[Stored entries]
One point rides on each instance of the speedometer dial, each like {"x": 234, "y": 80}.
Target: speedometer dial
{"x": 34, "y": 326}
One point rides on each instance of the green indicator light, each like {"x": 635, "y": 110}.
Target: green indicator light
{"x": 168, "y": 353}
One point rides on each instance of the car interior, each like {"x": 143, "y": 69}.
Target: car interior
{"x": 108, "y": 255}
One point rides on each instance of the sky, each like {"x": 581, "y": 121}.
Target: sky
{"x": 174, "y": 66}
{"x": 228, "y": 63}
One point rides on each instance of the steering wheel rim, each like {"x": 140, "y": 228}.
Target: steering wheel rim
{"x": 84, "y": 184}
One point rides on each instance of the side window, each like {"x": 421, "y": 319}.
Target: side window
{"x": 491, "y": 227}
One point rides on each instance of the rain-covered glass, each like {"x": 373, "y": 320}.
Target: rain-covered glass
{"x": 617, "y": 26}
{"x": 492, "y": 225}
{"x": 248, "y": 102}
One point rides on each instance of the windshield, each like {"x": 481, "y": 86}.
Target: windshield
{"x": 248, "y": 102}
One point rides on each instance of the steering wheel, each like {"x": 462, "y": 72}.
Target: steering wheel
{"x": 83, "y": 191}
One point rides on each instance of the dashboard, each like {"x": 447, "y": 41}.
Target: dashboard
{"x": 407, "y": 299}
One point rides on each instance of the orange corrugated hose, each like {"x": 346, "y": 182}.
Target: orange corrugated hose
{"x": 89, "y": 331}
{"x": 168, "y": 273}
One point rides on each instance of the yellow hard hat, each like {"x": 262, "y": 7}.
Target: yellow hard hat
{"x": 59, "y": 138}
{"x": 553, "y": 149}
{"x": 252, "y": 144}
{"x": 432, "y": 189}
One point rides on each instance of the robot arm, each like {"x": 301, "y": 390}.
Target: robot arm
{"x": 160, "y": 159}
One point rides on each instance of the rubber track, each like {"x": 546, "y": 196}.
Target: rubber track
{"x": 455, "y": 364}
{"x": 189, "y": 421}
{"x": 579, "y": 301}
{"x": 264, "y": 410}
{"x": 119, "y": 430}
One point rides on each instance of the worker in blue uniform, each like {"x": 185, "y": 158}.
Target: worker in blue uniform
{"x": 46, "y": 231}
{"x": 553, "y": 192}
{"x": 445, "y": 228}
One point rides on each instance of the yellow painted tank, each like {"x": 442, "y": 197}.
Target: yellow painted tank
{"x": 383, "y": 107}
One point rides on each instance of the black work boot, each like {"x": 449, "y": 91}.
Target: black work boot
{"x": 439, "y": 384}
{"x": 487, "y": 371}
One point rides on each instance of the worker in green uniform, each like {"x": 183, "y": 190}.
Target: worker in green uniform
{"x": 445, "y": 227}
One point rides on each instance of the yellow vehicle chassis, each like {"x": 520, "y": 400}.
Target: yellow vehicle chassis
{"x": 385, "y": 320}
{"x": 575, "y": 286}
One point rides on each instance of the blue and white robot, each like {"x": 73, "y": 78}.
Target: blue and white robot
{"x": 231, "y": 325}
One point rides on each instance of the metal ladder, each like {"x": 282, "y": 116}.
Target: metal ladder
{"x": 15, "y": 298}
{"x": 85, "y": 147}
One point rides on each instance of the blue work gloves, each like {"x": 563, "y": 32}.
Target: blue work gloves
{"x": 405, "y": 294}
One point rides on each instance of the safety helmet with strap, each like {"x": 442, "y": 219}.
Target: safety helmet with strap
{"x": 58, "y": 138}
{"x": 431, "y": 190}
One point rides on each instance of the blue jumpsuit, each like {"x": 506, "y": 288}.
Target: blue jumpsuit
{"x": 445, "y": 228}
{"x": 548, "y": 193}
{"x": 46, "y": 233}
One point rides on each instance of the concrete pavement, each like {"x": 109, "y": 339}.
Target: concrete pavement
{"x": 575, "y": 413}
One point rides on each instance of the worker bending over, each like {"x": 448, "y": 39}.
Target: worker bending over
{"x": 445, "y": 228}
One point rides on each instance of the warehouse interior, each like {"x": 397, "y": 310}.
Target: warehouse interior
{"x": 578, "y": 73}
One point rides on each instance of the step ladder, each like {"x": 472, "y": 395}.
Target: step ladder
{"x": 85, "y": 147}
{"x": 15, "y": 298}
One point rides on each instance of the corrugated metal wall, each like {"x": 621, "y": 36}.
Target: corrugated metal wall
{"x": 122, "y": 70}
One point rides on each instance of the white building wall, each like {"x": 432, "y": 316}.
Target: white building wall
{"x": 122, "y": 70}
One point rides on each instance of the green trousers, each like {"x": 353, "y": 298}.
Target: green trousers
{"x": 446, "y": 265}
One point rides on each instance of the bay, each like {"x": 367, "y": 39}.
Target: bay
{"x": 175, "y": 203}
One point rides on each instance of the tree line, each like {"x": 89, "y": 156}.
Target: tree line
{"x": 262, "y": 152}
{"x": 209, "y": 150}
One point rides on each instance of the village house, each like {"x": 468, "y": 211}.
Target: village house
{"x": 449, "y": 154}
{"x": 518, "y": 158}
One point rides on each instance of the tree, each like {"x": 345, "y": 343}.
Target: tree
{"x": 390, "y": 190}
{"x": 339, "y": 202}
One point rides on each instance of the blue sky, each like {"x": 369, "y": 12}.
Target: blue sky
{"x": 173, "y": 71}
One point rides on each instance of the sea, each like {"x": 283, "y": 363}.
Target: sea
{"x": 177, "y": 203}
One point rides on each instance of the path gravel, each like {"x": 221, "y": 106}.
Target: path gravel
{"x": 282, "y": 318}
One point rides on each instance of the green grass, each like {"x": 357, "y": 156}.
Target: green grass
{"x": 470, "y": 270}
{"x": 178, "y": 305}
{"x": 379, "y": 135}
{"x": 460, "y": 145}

WHAT YOU WILL DO: Whatever appears in the lines above should be copied exactly.

SOLUTION TO THIS PROBLEM:
One point rides on each instance of the speedometer dial, each like {"x": 234, "y": 80}.
Target: speedometer dial
{"x": 34, "y": 326}
One point rides on each instance of the green indicator light, each like {"x": 635, "y": 110}.
Target: green indicator light
{"x": 168, "y": 353}
One point rides on each instance of the car interior, each like {"x": 143, "y": 69}.
Target: car interior
{"x": 108, "y": 255}
One point rides on each instance of the sky, each like {"x": 581, "y": 121}.
Target: sky
{"x": 174, "y": 66}
{"x": 228, "y": 63}
One point rides on each instance of the steering wheel rim, each like {"x": 140, "y": 228}.
Target: steering wheel rim
{"x": 84, "y": 184}
One point rides on each instance of the side window, each like {"x": 421, "y": 319}.
Target: side window
{"x": 491, "y": 227}
One point rides on each instance of the rain-covered glass, each like {"x": 373, "y": 320}.
Target: rain-covered glass
{"x": 617, "y": 26}
{"x": 492, "y": 225}
{"x": 248, "y": 102}
One point rides on each instance of the windshield, each like {"x": 481, "y": 86}.
Target: windshield
{"x": 248, "y": 102}
One point rides on each instance of the steering wheel, each like {"x": 462, "y": 72}.
Target: steering wheel
{"x": 83, "y": 191}
One point rides on each instance of the dashboard, each like {"x": 447, "y": 41}.
Target: dashboard
{"x": 407, "y": 299}
One point rides on each instance of the orange corrugated hose, each like {"x": 346, "y": 182}.
Target: orange corrugated hose
{"x": 89, "y": 331}
{"x": 168, "y": 273}
One point rides on each instance of the yellow hard hat, each like {"x": 262, "y": 7}.
Target: yellow hard hat
{"x": 59, "y": 138}
{"x": 553, "y": 149}
{"x": 252, "y": 144}
{"x": 432, "y": 189}
One point rides on each instance of the robot arm, each like {"x": 301, "y": 390}.
Target: robot arm
{"x": 160, "y": 159}
One point rides on each instance of the rubber track, each like {"x": 546, "y": 196}.
Target: rubber track
{"x": 455, "y": 364}
{"x": 189, "y": 421}
{"x": 579, "y": 301}
{"x": 264, "y": 410}
{"x": 119, "y": 430}
One point rides on each instance of the worker in blue uniform, each like {"x": 185, "y": 158}.
Target: worker in blue uniform
{"x": 46, "y": 231}
{"x": 553, "y": 192}
{"x": 445, "y": 228}
One point rides on each instance of the yellow painted tank, each like {"x": 442, "y": 197}.
Target: yellow painted tank
{"x": 383, "y": 107}
One point rides on each instance of the black work boot, each like {"x": 449, "y": 91}.
Target: black work boot
{"x": 439, "y": 384}
{"x": 487, "y": 371}
One point rides on each instance of the worker in green uniform, each like {"x": 183, "y": 190}.
Target: worker in green uniform
{"x": 445, "y": 227}
One point rides on each instance of the yellow vehicle chassis, each like {"x": 520, "y": 400}.
Target: yellow vehicle chassis
{"x": 385, "y": 320}
{"x": 575, "y": 286}
One point rides on each instance of the blue and white robot, each like {"x": 73, "y": 78}.
Target: blue and white robot
{"x": 231, "y": 325}
One point rides on each instance of the metal ladder, each like {"x": 282, "y": 116}.
Target: metal ladder
{"x": 15, "y": 298}
{"x": 85, "y": 147}
One point rides on each instance of the blue work gloves, each like {"x": 563, "y": 32}.
Target: blue work gloves
{"x": 405, "y": 294}
One point rides on each instance of the safety helmet with strap, each like {"x": 442, "y": 219}.
Target: safety helmet with strap
{"x": 58, "y": 138}
{"x": 431, "y": 190}
One point rides on each instance of the blue jumpsuit, each like {"x": 506, "y": 288}.
Target: blue jumpsuit
{"x": 445, "y": 228}
{"x": 548, "y": 193}
{"x": 46, "y": 233}
One point rides on each instance of the concrete pavement, each like {"x": 109, "y": 339}.
Target: concrete pavement
{"x": 575, "y": 413}
One point rides on each instance of the worker bending over, each like {"x": 448, "y": 39}.
Target: worker bending over
{"x": 445, "y": 228}
One point rides on each instance of the warehouse interior, each like {"x": 397, "y": 310}.
Target: warehouse interior
{"x": 578, "y": 73}
One point rides on each instance of the step ladder, each like {"x": 472, "y": 395}.
Target: step ladder
{"x": 85, "y": 147}
{"x": 15, "y": 298}
One point rides on each instance of the corrugated metal wall, each like {"x": 621, "y": 36}.
Target: corrugated metal wall
{"x": 122, "y": 70}
One point rides on each instance of the white building wall, each like {"x": 432, "y": 316}.
Target: white building wall
{"x": 122, "y": 70}
One point rides on each instance of the green trousers, each like {"x": 353, "y": 298}.
Target: green trousers
{"x": 446, "y": 265}
One point rides on each instance of the bay, each like {"x": 367, "y": 39}.
Target: bay
{"x": 175, "y": 203}
One point rides on each instance of the tree line, each like {"x": 89, "y": 156}.
Target: tree line
{"x": 262, "y": 152}
{"x": 209, "y": 150}
One point rides on each instance of the village house, each like {"x": 468, "y": 211}.
Target: village house
{"x": 449, "y": 154}
{"x": 518, "y": 158}
One point rides on each instance of the tree, each like {"x": 345, "y": 343}.
Target: tree
{"x": 390, "y": 190}
{"x": 339, "y": 202}
One point rides on each instance of the blue sky, each like {"x": 369, "y": 12}.
Target: blue sky
{"x": 173, "y": 71}
One point rides on each instance of the sea, each like {"x": 283, "y": 363}.
Target: sea
{"x": 177, "y": 203}
One point rides on each instance of the path gravel, each like {"x": 221, "y": 106}.
Target: path gravel
{"x": 282, "y": 318}
One point rides on each instance of the green grass, each like {"x": 357, "y": 156}.
Target: green grass
{"x": 470, "y": 270}
{"x": 178, "y": 305}
{"x": 379, "y": 135}
{"x": 460, "y": 145}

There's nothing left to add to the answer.